Selected extract =>
════

Populates the var namespace, doesn't require a wrapper, and takes effect by changing the workspace (Terraform 0.12 code):
variable "ami_id" {
type = map(string)
default = {
stg = "ami-foo28929"
prd = "ami-bar39b12"
}
}
resource "aws_instance" "this" {
ami = var.ami_id[terraform.workspace]
(...)
}

Terraform workspaces
A workspace is a named container for Terraform state. With multiple workspaces, a single directory of Terraform configuration can be used to manage multiple distinct sets of infrastructure resources.
In the 0.9 line of Terraform releases, this concept was known as "environment". It was renamed in 0.10 based on feedback about confusion caused by the overloading of the word "environment" both within Terraform itself and within organizations that use Terraform.
Referencing the current workspace is useful for changing behavior based on the workspace. For example, for non-default workspaces, it may be useful to spin up smaller cluster sizes. For example:
resource "aws_instance" "example" {
count = "${terraform.workspace == "default" ? var.default : var.min}"
# ... other arguments
}

There isn't a native way of doing it with Terraform that I know of. If you search around you will see that a lot of people will have different folder structures for entry points into their TF configurations, each different folder can have different values in tfvars file. One options that may get you some of the way there is to use Terraform Workspaces, introduced in 0.10.
I've implemented something similar to what you are suggesting using OctopusDeploy. If you've not used it before, Octopus is good for managing environment specific variables. I have a default tfvars file and a list of corresponding variable values within Octopus, per environment.
I have a basic step that iterates through every variable in tfvars and looks for an Octopus variable with the same name and replaces it if it is found.
I've found this to be a decent way of working as it gives a nice separation between the Terraform tfvars file (what values are needed) and the variable values in Octopus (what the actual values are).
E.g. If I have the a tfvars file containing
instance_size = "Medium"
And I have 2 environments within Octopus, Staging and Production. I can add a variable to Octopus called 'instance_size' and set a different value per environment (e.g. "Big" and "Biggest" respectively).
The step template I've written will find a corrresponding value for "instance_size" so it means that when I run it for staging I would get:
instance_size = "Big"
and for production
instance_size = "Biggest"

════

Information given =>
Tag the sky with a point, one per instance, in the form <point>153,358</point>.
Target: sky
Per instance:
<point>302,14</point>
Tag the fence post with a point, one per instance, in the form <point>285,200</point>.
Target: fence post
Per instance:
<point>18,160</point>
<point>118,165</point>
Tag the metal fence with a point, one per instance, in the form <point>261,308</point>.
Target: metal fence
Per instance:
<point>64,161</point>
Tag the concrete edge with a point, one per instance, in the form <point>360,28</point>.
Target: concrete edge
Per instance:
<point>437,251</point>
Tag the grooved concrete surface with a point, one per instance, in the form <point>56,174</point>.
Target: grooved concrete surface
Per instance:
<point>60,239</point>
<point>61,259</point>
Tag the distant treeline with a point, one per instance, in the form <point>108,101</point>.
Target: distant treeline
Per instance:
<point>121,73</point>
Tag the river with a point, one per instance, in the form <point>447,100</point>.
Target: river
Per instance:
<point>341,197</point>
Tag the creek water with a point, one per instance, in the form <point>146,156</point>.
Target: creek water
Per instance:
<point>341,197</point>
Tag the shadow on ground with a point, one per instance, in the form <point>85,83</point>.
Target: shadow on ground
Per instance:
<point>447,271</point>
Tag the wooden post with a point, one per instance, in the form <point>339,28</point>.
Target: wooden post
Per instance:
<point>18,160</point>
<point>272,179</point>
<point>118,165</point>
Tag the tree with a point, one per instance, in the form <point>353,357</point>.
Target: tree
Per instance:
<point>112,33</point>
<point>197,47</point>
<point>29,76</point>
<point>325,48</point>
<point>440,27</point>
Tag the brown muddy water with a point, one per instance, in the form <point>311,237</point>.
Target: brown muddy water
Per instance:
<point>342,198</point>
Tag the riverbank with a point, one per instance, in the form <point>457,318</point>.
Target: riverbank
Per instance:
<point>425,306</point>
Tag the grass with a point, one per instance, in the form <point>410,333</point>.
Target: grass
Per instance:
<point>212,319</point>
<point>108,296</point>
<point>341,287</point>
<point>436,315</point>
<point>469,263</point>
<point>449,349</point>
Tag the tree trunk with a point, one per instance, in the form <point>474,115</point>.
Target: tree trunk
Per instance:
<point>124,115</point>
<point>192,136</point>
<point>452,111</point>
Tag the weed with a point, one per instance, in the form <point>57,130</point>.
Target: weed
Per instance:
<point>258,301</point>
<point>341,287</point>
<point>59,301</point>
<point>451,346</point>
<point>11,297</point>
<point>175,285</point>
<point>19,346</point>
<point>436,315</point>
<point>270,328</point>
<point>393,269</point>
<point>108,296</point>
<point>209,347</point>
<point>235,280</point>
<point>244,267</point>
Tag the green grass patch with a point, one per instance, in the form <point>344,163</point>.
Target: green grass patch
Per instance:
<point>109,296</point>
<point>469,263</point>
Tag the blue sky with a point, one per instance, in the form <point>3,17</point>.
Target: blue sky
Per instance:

════

Instructions =>
(a) Answer these from the text on Terraform workspaces, one answer per line marked as the question is:
(i) What was the workspace concept called in the 0.9 line of Terraform releases?
(ii) In which release was it renamed?
(iii) In the Octopus example, what value does instance_size get for production?
(b) Reproduce the stretch of the text on Terraform workspaces from "I've implemented something" through "it is found.".
(c) Take the text on Terraform workspaces further, starting right after its last line.

Answer list =>
(a)
(i) "Environment"
(ii) 0.10
(iii) "Biggest"

(b)
I've implemented something similar to what you are suggesting using OctopusDeploy. If you've not used it before, Octopus is good for managing environment specific variables. I have a default tfvars file and a list of corresponding variable values within Octopus, per environment.
I have a basic step that iterates through every variable in tfvars and looks for an Octopus variable with the same name and replaces it if it is found.

(c)
I would recommend taking a "Stacks" based approach for your Terraform Project so that you can configure and manage the "Stacks" and the Remote State per Workspace (aka Environment). This limits the blast radius of your changes from a risk perspective, simplifies workflow, and also provides for a cleaner more maintainable code base.
What will make your day better?
An objectively simple design that allows you to reason about the platform and its moving parts. (aka Stacks)
An implementation that provides you with flexibility while limiting risk from changes. (aka Limit the Blast Radius)
A solution that delivers value today and continues to improve while building momentum over the long haul. (aka Patterns, Workflow)
Here is a quick list of good practices
Manage "State" separately for "Stacks" across "Workspaces"
Implement "Stacks" for consistent "Configuration" across "Workspaces"
Keep it objective and simple with good "Patterns" and "Workflow".
Example Terraform Project using a Stacks Based Approach
/
/scripts
<shell scripts>
<terraform wrapper functions>
/stacks
/application_1 # Provisions Application 1 and its dependencies
/application_2 # Provisions Application 2 and its dependencies
/application_n # Provisions Application N and its dependencies
backend.tf # Remote State
data.tf # Data Sources
stack.tf # Stack Variables and Defaults
aws_resource.tf
...
...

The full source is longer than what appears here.